**Qué se pide:**
(a) Responde estas preguntas sobre el texto del trabajo en restaurantes:
(i) ¿De qué trabajo se declara gran admirador quien escribe?
(ii) ¿Qué van a seguir ahí aunque nos tapemos los ojos?
(iii) ¿Qué se leía de cabo a rabo quien escribe cuando empezó en este mundillo?
(b) Copia tal cual el trozo del texto del trabajo en restaurantes que empieza en las palabras "En el fondo" y termina después de "pasado. Un poco.".

**Documento de origen:**
En el fondo no han cambiado tantas cosas
Soy un gran admirador del trabajo en restaurantes. En todas sus gamas, desde la más básica hasta la punta de la pirámide, siempre que esté bien hecho y sea honesto. Que, sí, lo sé, está feo hablar de honestidad (o de su ausencia), porque ya se sabe que todo el mundo lo hace todo bien siempre, con el mejor de los ánimos y de las intenciones, pero la picaresca y los atajos van a seguir ahí aunque nos tapemos los ojos.
Soy tan admirador, de hecho, que yo empecé en este mundillo como ese fan pesado que no se perdía ninguna novedad a la que pudiera acceder, que estaba atento a los nuevos platos, que se leía cada nota de prensa, por vacía que estuviese, de cabo a rabo, que tenía que opinar sobre todo y que iba a toda cuanta charla, congreso o feria se le ponía a tiro. Se me ha pasado. Un poco.

**Datos mostrados:**
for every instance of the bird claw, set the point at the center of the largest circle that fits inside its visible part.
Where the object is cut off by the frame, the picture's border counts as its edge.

**Respuestas por tarea:**
(a)
(i) Del trabajo en restaurantes.
(ii) La picaresca y los atajos.
(iii) Cada nota de prensa, por vacía que estuviese.

(b)
En el fondo no han cambiado tantas cosas
Soy un gran admirador del trabajo en restaurantes. En todas sus gamas, desde la más básica hasta la punta de la pirámide, siempre que esté bien hecho y sea honesto. Que, sí, lo sé, está feo hablar de honestidad (o de su ausencia), porque ya se sabe que todo el mundo lo hace todo bien siempre, con el mejor de los ánimos y de las intenciones, pero la picaresca y los atajos van a seguir ahí aunque nos tapemos los ojos.
Soy tan admirador, de hecho, que yo empecé en este mundillo como ese fan pesado que no se perdía ninguna novedad a la que pudiera acceder, que estaba atento a los nuevos platos, que se leía cada nota de prensa, por vacía que estuviese, de cabo a rabo, que tenía que opinar sobre todo y que iba a toda cuanta charla, congreso o feria se le ponía a tiro. Se me ha pasado. Un poco.